Do this: Reproduce each of the records below word for word, leaving every line unchanged.
* START Provided records *
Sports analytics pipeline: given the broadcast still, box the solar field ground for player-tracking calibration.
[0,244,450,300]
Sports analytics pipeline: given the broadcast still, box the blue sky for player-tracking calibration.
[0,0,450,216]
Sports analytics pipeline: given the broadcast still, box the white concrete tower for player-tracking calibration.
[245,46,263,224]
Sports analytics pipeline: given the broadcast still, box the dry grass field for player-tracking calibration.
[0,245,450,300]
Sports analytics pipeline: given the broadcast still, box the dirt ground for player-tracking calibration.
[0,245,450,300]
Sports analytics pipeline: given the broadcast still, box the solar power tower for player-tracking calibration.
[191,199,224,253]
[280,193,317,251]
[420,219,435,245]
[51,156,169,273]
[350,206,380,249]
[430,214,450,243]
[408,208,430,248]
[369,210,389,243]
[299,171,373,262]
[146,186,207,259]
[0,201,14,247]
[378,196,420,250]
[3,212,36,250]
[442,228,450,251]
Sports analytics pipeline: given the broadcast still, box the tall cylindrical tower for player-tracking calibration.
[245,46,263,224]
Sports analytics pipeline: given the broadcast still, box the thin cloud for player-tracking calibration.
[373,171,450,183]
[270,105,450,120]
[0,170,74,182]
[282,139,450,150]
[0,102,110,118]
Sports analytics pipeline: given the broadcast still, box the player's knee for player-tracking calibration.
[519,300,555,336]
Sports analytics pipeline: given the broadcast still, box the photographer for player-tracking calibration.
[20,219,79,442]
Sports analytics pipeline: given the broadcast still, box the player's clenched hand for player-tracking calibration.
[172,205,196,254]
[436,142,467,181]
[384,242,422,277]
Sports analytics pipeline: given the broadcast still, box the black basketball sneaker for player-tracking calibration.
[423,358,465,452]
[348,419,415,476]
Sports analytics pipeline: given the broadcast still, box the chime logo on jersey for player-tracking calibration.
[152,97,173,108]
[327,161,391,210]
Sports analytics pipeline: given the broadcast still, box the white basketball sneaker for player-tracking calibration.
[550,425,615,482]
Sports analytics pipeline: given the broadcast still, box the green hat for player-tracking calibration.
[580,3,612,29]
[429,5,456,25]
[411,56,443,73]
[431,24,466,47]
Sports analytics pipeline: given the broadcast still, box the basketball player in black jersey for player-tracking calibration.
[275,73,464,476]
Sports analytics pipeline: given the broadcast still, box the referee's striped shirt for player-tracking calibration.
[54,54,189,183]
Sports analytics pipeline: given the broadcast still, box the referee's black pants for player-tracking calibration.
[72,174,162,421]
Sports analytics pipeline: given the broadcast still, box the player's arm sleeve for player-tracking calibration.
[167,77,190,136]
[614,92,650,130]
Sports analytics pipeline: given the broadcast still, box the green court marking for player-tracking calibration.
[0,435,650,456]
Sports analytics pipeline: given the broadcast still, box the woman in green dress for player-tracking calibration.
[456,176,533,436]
* END Provided records *
Solution for this problem:
Sports analytics pipeline: given the broadcast still, box the solar field ground for player-tracking calibration.
[0,244,450,300]
Sports analytics pipeline: given the broadcast still, box the blue sky for player-tracking calibration.
[0,0,450,216]
Sports analytics pipeline: given the broadcast still, box the white concrete tower for player-tracking calibration.
[245,46,263,224]
Sports analytics pipeline: given the broadcast still, box the dry grass field for player-tracking calibration.
[0,245,450,300]
Sports analytics pipeline: given the broadcast still, box the dirt ground for player-tracking calibration.
[0,245,450,300]
Sports analytics pipeline: given the broadcast still, box the solar power tower for player-tracking calibration.
[191,199,224,253]
[280,193,317,251]
[420,219,435,245]
[51,156,169,273]
[350,206,380,249]
[430,214,450,243]
[408,208,430,248]
[369,210,389,243]
[299,171,373,262]
[146,186,207,259]
[0,201,14,247]
[378,196,420,250]
[3,212,36,250]
[442,228,450,251]
Sports analytics pipeline: given the broadcast still, box the tall cylindrical tower for player-tracking calibration.
[245,46,263,224]
Sports analytics pipeline: given the broadcast still, box the thin cloud for player-tracking calibration.
[373,171,450,183]
[270,105,450,120]
[0,170,74,182]
[282,139,450,150]
[0,102,110,118]
Sports analytics pipeline: given the broadcast still, box the player's knee for player-tracking calibration.
[519,300,555,336]
Sports analytics pipeline: given the broadcast still, box the photographer for player-tracking calibration.
[20,219,79,442]
Sports analytics pipeline: given the broadcast still, box the player's clenched hand for player-tracking calibration.
[172,205,196,254]
[436,142,467,181]
[384,242,422,277]
Sports analytics pipeline: given the broadcast still, box the black basketball sneaker for player-tracking calibration.
[423,358,465,452]
[348,419,415,476]
Sports analytics pipeline: given the broadcast still, box the chime logo on jersey for player-tracking calibration.
[152,97,173,108]
[327,161,391,210]
Sports analytics pipeline: given the broadcast still, box the white basketball sneaker for player-tracking calibration.
[550,425,615,482]
Sports analytics pipeline: given the broadcast still, box the green hat for player-tracking calibration.
[580,3,612,29]
[429,5,456,25]
[411,56,443,73]
[431,24,466,47]
Sports analytics pipeline: given the broadcast still, box the basketball player in black jersey for player-tracking calibration.
[275,73,464,476]
Sports analytics pipeline: given the broadcast still, box the referee's striped shirt for player-tracking calibration.
[54,54,189,183]
Sports analytics pipeline: given the broadcast still, box the referee's black pants for player-tracking calibration.
[72,174,162,421]
Sports analytics pipeline: given the broadcast still, box the player's arm sleeve for player-tracking calibration.
[167,77,190,136]
[614,92,650,130]
Sports analytics pipeline: given the broadcast still, box the green court marking for player-tracking calibration.
[0,435,650,456]
Sports analytics pipeline: given the broadcast still, box the woman in green dress for player-tracking calibration.
[456,176,533,436]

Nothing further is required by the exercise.